- _RECORDS PROVIDED_
———

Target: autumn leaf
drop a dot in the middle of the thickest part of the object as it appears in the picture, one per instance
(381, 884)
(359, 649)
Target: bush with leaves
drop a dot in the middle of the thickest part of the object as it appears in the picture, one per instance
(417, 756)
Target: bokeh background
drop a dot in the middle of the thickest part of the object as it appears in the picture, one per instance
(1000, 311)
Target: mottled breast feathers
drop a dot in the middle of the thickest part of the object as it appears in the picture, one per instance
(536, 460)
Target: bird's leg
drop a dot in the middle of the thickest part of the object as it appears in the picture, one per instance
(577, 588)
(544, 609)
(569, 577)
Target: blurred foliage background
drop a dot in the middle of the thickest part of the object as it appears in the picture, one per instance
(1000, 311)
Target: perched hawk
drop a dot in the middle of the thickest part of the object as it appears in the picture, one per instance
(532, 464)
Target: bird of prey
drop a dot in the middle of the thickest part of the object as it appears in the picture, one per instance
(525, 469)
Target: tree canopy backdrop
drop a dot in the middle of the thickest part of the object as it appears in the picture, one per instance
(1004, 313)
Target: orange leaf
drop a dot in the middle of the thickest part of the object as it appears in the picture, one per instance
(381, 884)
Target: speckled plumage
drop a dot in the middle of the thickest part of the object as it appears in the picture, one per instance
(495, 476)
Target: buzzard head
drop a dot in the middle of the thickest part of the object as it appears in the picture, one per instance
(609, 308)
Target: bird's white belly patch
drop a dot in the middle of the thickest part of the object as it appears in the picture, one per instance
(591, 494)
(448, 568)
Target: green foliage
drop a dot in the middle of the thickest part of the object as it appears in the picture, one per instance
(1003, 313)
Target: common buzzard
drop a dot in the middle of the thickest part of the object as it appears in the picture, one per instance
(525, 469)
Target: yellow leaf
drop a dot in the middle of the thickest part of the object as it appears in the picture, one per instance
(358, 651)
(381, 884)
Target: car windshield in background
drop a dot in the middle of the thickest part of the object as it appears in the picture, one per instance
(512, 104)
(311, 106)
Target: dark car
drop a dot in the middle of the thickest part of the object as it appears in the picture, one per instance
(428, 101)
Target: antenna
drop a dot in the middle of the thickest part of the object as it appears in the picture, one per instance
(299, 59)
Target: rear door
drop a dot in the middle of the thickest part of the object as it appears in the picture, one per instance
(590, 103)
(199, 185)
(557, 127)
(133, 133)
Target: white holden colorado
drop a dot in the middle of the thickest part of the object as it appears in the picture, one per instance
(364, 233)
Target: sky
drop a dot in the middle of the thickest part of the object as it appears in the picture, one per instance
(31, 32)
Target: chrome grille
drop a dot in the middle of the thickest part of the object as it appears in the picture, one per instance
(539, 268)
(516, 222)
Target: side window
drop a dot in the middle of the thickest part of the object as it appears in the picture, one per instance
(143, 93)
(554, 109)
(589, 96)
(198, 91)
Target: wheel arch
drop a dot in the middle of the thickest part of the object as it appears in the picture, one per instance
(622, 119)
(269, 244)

———

- _GOAL_
Please reproduce all the entries above line by line, with no change to any word or number.

- _FINAL ANSWER_
Target: autumn leaf
drop a dot in the middle of the thickest part of the object as it appears in the picture, one per instance
(381, 884)
(359, 649)
Target: bush with leaves
drop a dot in the middle of the thickest part of the object as it appears in the picture, one per instance
(417, 756)
Target: bokeh background
drop a dot in the middle of the thickest part of the object as it appears in the picture, one per instance
(1000, 311)
Target: mottled breast feathers
drop a dot in the middle of the thickest part of the object as it appears in the picture, one per instance
(536, 460)
Target: bird's leg
drop a dot in the middle of the thickest part of the object as it appears in the picture, one per instance
(577, 588)
(544, 609)
(569, 577)
Target: blurred foliage background
drop a dot in the middle of the thickest part of the object as it appears in the picture, one per instance
(1000, 311)
Target: perched hawk
drop a dot in the middle of the thickest part of the object as it appears in the picture, one per instance
(532, 464)
Target: bird of prey
drop a dot in the middle of the thickest part of the object as it appears in the picture, one per instance
(525, 469)
Target: tree canopy backdrop
drop a dot in the middle of the thickest part of the object as it appears in the picture, one per instance
(1004, 313)
Target: orange leaf
drop a dot in the middle of the thickest part of the object as it appears in the picture, one per instance
(381, 884)
Target: speckled plumage
drop a dot in the middle of the thickest part of the object as it appears in the picture, one per instance
(495, 476)
Target: buzzard head
drop a dot in the middle of the thickest part of the object as it appears in the picture, one per instance
(609, 308)
Target: bird's white belly patch
drop a dot in the middle of the thickest part of the object as it appears in the picture, one per instance
(591, 494)
(448, 568)
Target: green foliage
drop a dot in the middle of the thickest part of the object as it appears in the picture, one per instance
(1003, 313)
Target: common buzzard
drop a dot in the middle of the thickest part of the object as it appears in the picture, one per instance
(525, 469)
Target: yellow leaf
drop a dot in the middle of the thickest part of the object as it appears in the picture, one per instance
(358, 651)
(381, 884)
Target: car windshield in background
drop a dot in the middle of the thickest part of the object as it appears in the picture, one per instance
(512, 104)
(311, 106)
Target: dark car
drop a dot in the middle of the thickest part of the object as it appears in the picture, one per instance
(428, 101)
Target: antenna
drop a dot in the middle of the thickest part of the object as it appears in the picture, one per instance
(299, 59)
Target: rear door
drop a dot in the middle of the thickest part of the object as it appears in the picture, one per instance
(590, 103)
(199, 185)
(557, 127)
(133, 133)
Target: white holden colorado
drop a dot in the middle of the thickest part of the object as it appears in the picture, one per instance
(364, 233)
Target: sky
drop a dot in the middle of the thickest part of the object as it appears in the picture, one per instance
(31, 32)
Target: chrome grille
drop a dot in the middle of the thickest part of the object as it appears in the picture, one per instance
(539, 268)
(516, 222)
Target: side window
drop a dot in the middle of the thickest part of the object as it appears in the picture, one per instance
(143, 93)
(554, 109)
(589, 96)
(198, 91)
Target: wheel arch
drop a dot in the middle of the thickest part of the object as it appears in the picture, one per instance
(622, 119)
(269, 244)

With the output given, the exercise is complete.